=== DATA FOR THIS EXERCISE ===
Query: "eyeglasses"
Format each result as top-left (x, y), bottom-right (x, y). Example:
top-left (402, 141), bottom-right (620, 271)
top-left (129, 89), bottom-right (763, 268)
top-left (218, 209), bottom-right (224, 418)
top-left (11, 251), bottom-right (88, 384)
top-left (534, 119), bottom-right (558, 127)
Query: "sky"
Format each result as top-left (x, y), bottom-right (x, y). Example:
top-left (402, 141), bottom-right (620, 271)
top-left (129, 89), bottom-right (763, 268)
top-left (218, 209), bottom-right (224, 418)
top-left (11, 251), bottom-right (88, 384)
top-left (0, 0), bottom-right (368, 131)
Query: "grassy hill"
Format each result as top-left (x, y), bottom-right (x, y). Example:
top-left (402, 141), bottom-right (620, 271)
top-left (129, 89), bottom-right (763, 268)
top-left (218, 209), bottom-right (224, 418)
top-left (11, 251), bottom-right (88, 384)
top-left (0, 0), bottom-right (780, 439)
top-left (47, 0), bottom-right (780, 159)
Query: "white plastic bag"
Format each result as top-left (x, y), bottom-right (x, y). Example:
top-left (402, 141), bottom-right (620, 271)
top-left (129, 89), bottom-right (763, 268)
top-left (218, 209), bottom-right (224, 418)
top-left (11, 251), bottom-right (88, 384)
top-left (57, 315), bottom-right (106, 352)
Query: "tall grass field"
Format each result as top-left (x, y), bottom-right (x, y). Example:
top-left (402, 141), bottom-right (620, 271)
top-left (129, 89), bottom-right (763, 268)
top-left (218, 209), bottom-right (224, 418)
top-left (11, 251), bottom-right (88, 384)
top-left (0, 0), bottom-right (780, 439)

=== WHAT TO WORK ON ===
Reproduce every line of the records above, without changing anything.

=== TASK SOLUTION ===
Query: "eyeglasses"
Format each result as top-left (x, y), bottom-right (x, y). Example:
top-left (402, 141), bottom-right (620, 271)
top-left (129, 89), bottom-right (763, 268)
top-left (218, 209), bottom-right (224, 418)
top-left (11, 251), bottom-right (88, 384)
top-left (534, 119), bottom-right (558, 127)
Query: "sky"
Format each result as top-left (x, y), bottom-right (x, y). Example:
top-left (402, 141), bottom-right (620, 271)
top-left (129, 89), bottom-right (763, 268)
top-left (218, 209), bottom-right (224, 418)
top-left (11, 251), bottom-right (88, 384)
top-left (0, 0), bottom-right (368, 131)
Query: "grassy hill"
Format each result as top-left (x, y), bottom-right (x, y). Example:
top-left (402, 141), bottom-right (620, 271)
top-left (129, 89), bottom-right (763, 268)
top-left (218, 209), bottom-right (224, 418)
top-left (11, 251), bottom-right (88, 384)
top-left (0, 0), bottom-right (780, 439)
top-left (47, 0), bottom-right (780, 159)
Query: "white plastic bag"
Format each result as top-left (x, y), bottom-right (x, y). Example:
top-left (402, 141), bottom-right (620, 271)
top-left (129, 89), bottom-right (763, 268)
top-left (218, 209), bottom-right (224, 418)
top-left (11, 251), bottom-right (88, 384)
top-left (57, 315), bottom-right (106, 352)
Query: "tall grass field"
Format each result as top-left (x, y), bottom-right (x, y). Example:
top-left (402, 141), bottom-right (620, 271)
top-left (129, 89), bottom-right (763, 268)
top-left (218, 209), bottom-right (224, 418)
top-left (11, 251), bottom-right (88, 384)
top-left (0, 0), bottom-right (780, 439)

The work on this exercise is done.